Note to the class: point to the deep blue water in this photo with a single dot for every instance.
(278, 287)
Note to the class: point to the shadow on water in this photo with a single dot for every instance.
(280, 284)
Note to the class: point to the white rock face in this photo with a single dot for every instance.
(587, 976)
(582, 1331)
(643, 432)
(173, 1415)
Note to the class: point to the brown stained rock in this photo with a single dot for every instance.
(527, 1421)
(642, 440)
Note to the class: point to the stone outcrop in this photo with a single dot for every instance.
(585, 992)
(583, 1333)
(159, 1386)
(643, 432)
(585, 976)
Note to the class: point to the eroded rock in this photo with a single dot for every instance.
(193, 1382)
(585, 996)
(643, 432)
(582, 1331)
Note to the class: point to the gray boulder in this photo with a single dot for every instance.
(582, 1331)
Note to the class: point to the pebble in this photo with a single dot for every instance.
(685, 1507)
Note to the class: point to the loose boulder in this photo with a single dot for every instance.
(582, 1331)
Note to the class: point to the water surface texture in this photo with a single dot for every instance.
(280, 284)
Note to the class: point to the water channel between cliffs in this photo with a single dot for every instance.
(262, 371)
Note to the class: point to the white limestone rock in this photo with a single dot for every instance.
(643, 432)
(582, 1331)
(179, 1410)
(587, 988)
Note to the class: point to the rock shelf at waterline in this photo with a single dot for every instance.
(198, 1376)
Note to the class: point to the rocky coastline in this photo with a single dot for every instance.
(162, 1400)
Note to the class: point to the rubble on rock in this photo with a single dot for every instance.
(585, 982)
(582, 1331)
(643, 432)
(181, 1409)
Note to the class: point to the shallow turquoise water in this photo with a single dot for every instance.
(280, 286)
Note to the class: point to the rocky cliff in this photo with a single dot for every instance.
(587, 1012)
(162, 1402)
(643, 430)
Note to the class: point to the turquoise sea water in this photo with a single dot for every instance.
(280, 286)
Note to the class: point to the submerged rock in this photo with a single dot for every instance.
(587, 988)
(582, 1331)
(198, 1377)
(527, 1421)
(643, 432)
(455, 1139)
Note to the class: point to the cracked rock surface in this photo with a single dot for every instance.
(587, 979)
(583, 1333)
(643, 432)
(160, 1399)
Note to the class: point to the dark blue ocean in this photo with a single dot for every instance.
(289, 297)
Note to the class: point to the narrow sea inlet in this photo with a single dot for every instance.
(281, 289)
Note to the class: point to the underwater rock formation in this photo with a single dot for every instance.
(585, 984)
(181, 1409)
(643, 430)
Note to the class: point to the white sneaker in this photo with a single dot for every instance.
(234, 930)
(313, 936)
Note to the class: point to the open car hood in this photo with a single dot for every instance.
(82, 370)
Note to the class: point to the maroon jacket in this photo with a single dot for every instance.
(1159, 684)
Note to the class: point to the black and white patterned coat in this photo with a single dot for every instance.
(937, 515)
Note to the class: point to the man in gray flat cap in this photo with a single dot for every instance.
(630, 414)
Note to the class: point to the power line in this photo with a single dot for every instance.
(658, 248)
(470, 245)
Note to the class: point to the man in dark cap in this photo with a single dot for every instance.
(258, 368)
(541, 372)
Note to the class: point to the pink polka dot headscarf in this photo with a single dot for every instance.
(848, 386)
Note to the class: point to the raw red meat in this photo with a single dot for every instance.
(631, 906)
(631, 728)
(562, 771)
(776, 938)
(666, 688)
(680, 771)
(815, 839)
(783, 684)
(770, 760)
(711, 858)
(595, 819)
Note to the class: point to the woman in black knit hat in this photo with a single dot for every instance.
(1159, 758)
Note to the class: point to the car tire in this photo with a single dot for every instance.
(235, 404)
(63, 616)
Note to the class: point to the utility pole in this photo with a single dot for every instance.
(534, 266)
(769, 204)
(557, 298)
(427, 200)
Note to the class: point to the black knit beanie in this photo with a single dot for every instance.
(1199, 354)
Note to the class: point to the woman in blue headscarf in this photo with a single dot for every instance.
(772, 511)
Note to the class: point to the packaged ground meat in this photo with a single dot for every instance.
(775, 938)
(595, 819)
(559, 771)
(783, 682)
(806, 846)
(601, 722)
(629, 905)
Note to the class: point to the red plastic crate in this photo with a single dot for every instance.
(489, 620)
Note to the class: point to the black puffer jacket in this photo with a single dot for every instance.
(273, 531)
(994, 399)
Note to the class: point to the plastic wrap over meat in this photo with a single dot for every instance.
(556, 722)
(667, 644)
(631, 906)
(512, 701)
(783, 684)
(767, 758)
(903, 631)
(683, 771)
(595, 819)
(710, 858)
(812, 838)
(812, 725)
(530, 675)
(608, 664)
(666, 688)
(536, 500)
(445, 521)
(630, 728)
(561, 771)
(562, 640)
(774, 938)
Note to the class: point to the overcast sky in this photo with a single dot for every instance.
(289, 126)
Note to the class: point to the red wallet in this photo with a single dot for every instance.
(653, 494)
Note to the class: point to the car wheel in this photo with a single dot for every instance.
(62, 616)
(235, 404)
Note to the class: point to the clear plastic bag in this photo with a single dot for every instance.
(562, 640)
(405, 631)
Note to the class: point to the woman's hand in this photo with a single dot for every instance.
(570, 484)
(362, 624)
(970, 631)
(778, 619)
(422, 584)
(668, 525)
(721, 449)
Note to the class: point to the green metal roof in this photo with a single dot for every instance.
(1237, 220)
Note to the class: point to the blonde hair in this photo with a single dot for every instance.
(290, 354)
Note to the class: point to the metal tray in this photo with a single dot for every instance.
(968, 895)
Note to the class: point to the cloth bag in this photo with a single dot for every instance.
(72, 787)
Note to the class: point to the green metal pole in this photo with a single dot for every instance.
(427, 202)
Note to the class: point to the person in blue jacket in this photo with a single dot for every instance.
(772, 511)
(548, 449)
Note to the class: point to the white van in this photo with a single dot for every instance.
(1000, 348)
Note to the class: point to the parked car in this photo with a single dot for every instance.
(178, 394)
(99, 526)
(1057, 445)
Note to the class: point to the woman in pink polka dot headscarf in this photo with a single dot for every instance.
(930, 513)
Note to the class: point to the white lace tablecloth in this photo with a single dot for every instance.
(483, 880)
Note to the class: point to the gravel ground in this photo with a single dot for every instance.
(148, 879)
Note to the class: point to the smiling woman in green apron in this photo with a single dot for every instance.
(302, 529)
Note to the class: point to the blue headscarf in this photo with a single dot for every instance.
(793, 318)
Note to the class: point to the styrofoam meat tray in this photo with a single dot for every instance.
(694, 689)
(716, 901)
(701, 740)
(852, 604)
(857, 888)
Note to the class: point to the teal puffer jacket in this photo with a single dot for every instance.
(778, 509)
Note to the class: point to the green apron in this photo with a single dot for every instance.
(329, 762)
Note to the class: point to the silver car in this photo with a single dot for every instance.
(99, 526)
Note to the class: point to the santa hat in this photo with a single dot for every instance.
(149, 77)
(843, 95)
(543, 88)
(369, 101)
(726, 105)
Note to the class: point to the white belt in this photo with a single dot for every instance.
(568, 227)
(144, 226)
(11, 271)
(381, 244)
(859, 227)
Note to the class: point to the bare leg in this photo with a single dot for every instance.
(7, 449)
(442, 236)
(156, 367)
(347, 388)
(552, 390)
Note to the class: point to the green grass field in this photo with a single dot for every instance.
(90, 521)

## EXERCISE OBJECTIVE
Begin at the row that contains "Note to the class: point to the green apron" and go through the last row, reproducing every row in that span with each point coordinate increased by 93 and all other text left unchanged.

## RESULT OF THE TASK
Note to the class: point to the green apron in this photo with a single dot for every instance.
(422, 855)
Note to the class: point to the silver car in this photo with a single dot for every instance.
(192, 619)
Note to the class: point to the santa hat in this photo with a single dot for every instance.
(242, 170)
(936, 188)
(636, 181)
(462, 194)
(819, 198)
Note to the class: point to the white belt in this photo with a single dot for every instance.
(661, 320)
(237, 319)
(104, 364)
(474, 337)
(952, 320)
Note to the class: point to the bare leg in this photo with a single dot for every instance.
(100, 542)
(535, 329)
(249, 460)
(440, 481)
(645, 483)
Note to the class: point to the green grass field in this photo with a single dot for every instance.
(183, 614)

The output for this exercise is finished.